# [REQUIREMENTS]
Change every occurrence of "Intersection-audit request" in the listing below to "Annotation request", leaving every other line and word unchanged.

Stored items
►

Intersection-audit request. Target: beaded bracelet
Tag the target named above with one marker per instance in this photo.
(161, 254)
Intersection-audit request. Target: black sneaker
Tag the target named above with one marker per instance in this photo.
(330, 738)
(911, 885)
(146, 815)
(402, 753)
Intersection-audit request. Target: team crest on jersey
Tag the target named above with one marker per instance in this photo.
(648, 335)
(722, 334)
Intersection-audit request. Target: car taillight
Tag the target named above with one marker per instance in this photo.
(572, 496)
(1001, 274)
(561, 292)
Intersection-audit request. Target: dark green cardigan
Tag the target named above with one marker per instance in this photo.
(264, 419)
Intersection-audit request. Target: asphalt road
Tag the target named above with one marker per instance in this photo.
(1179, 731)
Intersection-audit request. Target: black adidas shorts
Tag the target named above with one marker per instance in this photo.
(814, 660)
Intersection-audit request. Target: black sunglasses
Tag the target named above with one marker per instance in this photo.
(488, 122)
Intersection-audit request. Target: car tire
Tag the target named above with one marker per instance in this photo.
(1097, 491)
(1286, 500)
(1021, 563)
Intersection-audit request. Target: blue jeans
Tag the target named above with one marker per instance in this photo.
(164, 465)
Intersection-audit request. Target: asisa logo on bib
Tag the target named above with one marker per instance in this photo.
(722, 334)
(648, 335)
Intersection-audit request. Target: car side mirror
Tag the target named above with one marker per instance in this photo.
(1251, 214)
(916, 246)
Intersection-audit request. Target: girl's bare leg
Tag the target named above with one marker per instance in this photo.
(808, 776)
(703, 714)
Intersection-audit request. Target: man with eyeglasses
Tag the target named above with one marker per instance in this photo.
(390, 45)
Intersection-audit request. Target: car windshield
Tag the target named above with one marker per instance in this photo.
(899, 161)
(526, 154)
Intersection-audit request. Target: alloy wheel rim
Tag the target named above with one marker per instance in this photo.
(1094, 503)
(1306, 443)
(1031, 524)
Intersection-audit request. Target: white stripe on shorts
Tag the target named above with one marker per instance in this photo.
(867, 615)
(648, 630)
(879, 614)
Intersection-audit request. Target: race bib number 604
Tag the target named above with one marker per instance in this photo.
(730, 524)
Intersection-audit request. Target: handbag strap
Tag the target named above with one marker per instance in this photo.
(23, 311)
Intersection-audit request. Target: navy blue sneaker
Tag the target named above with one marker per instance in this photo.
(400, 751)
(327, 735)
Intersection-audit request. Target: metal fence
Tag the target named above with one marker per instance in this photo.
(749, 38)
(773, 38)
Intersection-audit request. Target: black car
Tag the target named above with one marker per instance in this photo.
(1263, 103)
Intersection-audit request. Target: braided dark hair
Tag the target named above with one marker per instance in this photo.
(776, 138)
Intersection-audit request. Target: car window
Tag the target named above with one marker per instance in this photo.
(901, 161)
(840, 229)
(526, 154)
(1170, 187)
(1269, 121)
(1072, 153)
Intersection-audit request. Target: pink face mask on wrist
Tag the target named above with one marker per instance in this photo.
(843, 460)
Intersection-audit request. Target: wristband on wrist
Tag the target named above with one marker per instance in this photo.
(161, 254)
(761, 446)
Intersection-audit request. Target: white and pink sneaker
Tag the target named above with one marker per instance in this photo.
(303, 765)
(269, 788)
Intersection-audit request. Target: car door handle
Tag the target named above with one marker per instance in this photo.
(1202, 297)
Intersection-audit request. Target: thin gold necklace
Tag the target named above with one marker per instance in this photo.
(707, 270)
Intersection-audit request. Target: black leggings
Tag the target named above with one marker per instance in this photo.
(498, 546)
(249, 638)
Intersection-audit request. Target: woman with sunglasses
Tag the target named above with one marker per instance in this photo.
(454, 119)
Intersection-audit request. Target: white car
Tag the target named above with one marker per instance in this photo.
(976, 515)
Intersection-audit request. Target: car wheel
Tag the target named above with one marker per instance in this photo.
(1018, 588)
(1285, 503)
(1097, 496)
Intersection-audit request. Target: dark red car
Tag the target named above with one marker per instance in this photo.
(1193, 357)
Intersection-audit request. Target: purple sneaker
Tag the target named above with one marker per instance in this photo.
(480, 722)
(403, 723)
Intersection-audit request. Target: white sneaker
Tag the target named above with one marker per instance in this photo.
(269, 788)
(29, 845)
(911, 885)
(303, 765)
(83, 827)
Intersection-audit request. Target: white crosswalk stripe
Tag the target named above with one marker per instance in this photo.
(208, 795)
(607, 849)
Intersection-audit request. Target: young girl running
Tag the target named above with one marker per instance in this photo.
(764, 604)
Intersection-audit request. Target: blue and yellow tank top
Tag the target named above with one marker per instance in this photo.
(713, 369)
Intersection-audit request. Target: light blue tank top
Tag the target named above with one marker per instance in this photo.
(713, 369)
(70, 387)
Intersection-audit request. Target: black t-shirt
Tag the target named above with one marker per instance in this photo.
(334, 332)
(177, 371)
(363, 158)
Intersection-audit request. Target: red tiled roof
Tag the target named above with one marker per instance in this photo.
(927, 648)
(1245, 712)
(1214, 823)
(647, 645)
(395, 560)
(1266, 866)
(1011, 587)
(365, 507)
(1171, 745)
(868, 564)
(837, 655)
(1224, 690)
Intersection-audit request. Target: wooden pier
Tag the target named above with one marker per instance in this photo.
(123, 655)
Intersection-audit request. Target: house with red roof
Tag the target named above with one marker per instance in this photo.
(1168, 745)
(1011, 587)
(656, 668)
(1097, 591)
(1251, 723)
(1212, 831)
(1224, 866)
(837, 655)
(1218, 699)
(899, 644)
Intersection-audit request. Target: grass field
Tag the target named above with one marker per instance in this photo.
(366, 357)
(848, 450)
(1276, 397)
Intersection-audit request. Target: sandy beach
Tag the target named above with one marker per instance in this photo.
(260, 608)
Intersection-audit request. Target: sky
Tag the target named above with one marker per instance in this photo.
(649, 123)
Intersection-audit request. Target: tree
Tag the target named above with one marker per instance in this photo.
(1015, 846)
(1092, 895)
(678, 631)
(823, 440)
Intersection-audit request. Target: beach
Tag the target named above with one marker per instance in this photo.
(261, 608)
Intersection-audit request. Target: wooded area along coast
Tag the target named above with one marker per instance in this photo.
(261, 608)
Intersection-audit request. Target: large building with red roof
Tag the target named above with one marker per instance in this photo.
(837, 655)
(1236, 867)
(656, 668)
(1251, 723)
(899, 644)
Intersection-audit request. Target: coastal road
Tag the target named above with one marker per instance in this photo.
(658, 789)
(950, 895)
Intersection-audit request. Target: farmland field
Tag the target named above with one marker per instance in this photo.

◄

# [RESULT]
Annotation request. Target: beaded bracelet
Tag the target named above with one marker per instance in this photo.
(161, 254)
Annotation request. Target: black sneaker
Tag the target named above with one marker per instance in this photo.
(330, 738)
(911, 885)
(146, 815)
(402, 753)
Annotation request. Target: team crest on jersey
Tag the target named above with one marker per instance in this photo.
(648, 335)
(722, 334)
Annotation request. Target: car taillight
Tag the target named above with one marker per instance in this photo.
(572, 496)
(1001, 274)
(561, 292)
Annotation request. Target: dark green cardigan
Tag the target named above with one marker per instance in this photo.
(264, 419)
Annotation request. Target: asphalt road
Tag the target named above with one marker per instance in this photo.
(1179, 731)
Annotation request. Target: black adidas shorts
Tag the target named above with one marker per instance in this photo.
(814, 660)
Annotation request. Target: black sunglasses
Tag the target named above with one marker per instance in this photo.
(488, 122)
Annotation request. Target: car tire
Tag the target named above with one marker per instance in this photo.
(1097, 491)
(1286, 500)
(1021, 563)
Annotation request. Target: blue jeans
Tag the target named above with one marker per instance in this photo.
(164, 465)
Annotation request. Target: asisa logo on bib
Tag the target named above with one marker per instance in this photo.
(722, 334)
(648, 335)
Annotation request. Target: car side mirror
Tag the target named above with one marker per instance in this photo.
(1251, 214)
(916, 246)
Annotation request. Target: girl's bare leg
Tag the target named above with one marker per instance in this photo.
(808, 776)
(703, 714)
Annotation request. Target: man with eyeglasses
Tag the target named above with one marker per instance in this photo.
(390, 45)
Annotation request. Target: car windshield
Tag the target named above with one marker per instance in this photo.
(899, 161)
(526, 154)
Annotation request. Target: alloy wheel rim
Tag the target named above with one marker per instance in this photo.
(1094, 503)
(1306, 443)
(1031, 524)
Annotation request. Target: white stripe on shorts
Tag the target named above with one marker per instance in this photo.
(867, 615)
(648, 630)
(879, 614)
Annotation request. Target: race bib number 604
Tag the target named above with one marker per instance in this photo.
(730, 524)
Annotation request. Target: handbag strap
Tag the target named above with one marker per instance in this photo.
(23, 311)
Annotation request. Target: navy blue sneaker
Tag the target named above with one marker per instance in this photo.
(400, 751)
(327, 735)
Annotation request. Target: metal fence
Tag the target named above with one marker per instance in this photo.
(749, 38)
(773, 38)
Annotation request. Target: black car
Tag the target named above with one marker per instance in this photo.
(1263, 103)
Annotation request. Target: braided dark hair
Tag the target named above with one marker per instance in this photo.
(776, 138)
Annotation request. Target: car window
Tag the target named above with one marker per instance in this photo.
(901, 161)
(840, 229)
(526, 154)
(1170, 187)
(1269, 121)
(1072, 153)
Annotation request. Target: pink face mask on wrist
Tag the target named above with one marker per instance in this photo.
(843, 460)
Annotation request. Target: wristband on wrist
Tag the target named above with one marker per instance in this photo.
(161, 254)
(761, 446)
Annotation request. Target: white and pink sneaker
Tag the target named above with one marker per instance in this photo.
(303, 765)
(269, 788)
Annotation request. Target: car door handle
Tag the target named above with one marker per instance in this photo.
(1202, 297)
Annotation request. Target: thin gold necklace
Tag the target named above with one marker per instance in this photo.
(707, 270)
Annotation request. Target: black leggings
Tag the target named above with one marker per instance in this photo.
(498, 546)
(249, 638)
Annotation request. Target: woman with sunglasses
Tag the target named above with one marker per instance in this photo.
(454, 119)
Annotation request. Target: white car
Tag the target named above with one marker per instance in this photo.
(976, 515)
Annotation request. Target: car wheel
Tag the target named above with one marker per instance in this photo.
(1018, 588)
(1285, 503)
(1097, 496)
Annotation request. Target: dark red car
Tag the target named above with one marker per instance in this photo.
(1193, 357)
Annotation request. Target: purple sneaker
Tag the target named above with one marker per instance in this photo.
(480, 722)
(403, 723)
Annotation request. Target: white sneaker
Tag the target named above with one marker per instance in this photo.
(269, 788)
(29, 845)
(911, 885)
(303, 765)
(83, 827)
Annotation request. Target: white crosswalk stripe
Tag the target named above with one marker per instance in this photo.
(208, 795)
(607, 849)
Annotation request. Target: young girl running
Tag the target named above with one marker per instance in this photo.
(764, 604)
Annotation request. Target: blue and yellow tank top
Tag the target named above with one marker per instance in this photo.
(713, 369)
Annotation request. Target: light blue tank top
Tag the target named above with one marker per instance in this photo.
(713, 369)
(70, 387)
Annotation request. Target: black t-shirt
Tag the target named above with one marker per instance in this photo.
(334, 332)
(177, 371)
(363, 158)
Annotation request. Target: red tiled roof
Tag the target named above with one marker per instance in this photo.
(927, 648)
(1245, 712)
(1214, 823)
(647, 645)
(395, 560)
(1266, 866)
(1011, 587)
(365, 507)
(1171, 745)
(868, 564)
(837, 655)
(1224, 690)
Annotation request. Target: wooden pier
Tag the target named above with one marker per instance in this photo.
(123, 655)
Annotation request. Target: house with red roof
Tag the target named above with one marker per instance in this photo.
(1168, 745)
(1011, 587)
(656, 668)
(1097, 591)
(1251, 723)
(1212, 831)
(1224, 866)
(837, 655)
(1218, 699)
(899, 644)
Annotation request. Target: grass field
Tag the target named above with one marker per instance in this photo.
(366, 357)
(848, 450)
(1276, 397)
Annotation request. Target: sandy beach
Tag the target named above with one marker per instance in this photo.
(260, 608)
Annotation request. Target: sky
Tag the target named above with one marker per instance in this photo.
(649, 123)
Annotation request. Target: tree
Tag the target named above with one marker per instance in this photo.
(1015, 846)
(1092, 895)
(678, 631)
(823, 440)
Annotation request. Target: beach
Tag the target named above with one marker per instance in this photo.
(261, 608)
Annotation request. Target: wooded area along coast
Tag the target named above with one marker per instance in this photo.
(261, 608)
Annotation request. Target: large building with red roof
Tag the target named above with one marker per instance in this photo.
(837, 655)
(1236, 867)
(656, 668)
(1251, 723)
(899, 644)
Annotation request. Target: coastal road
Tag the target named above with one marker per instance in this photo.
(658, 789)
(950, 895)
Annotation request. Target: farmland field
Tag the target named above with one marker per instance in this photo.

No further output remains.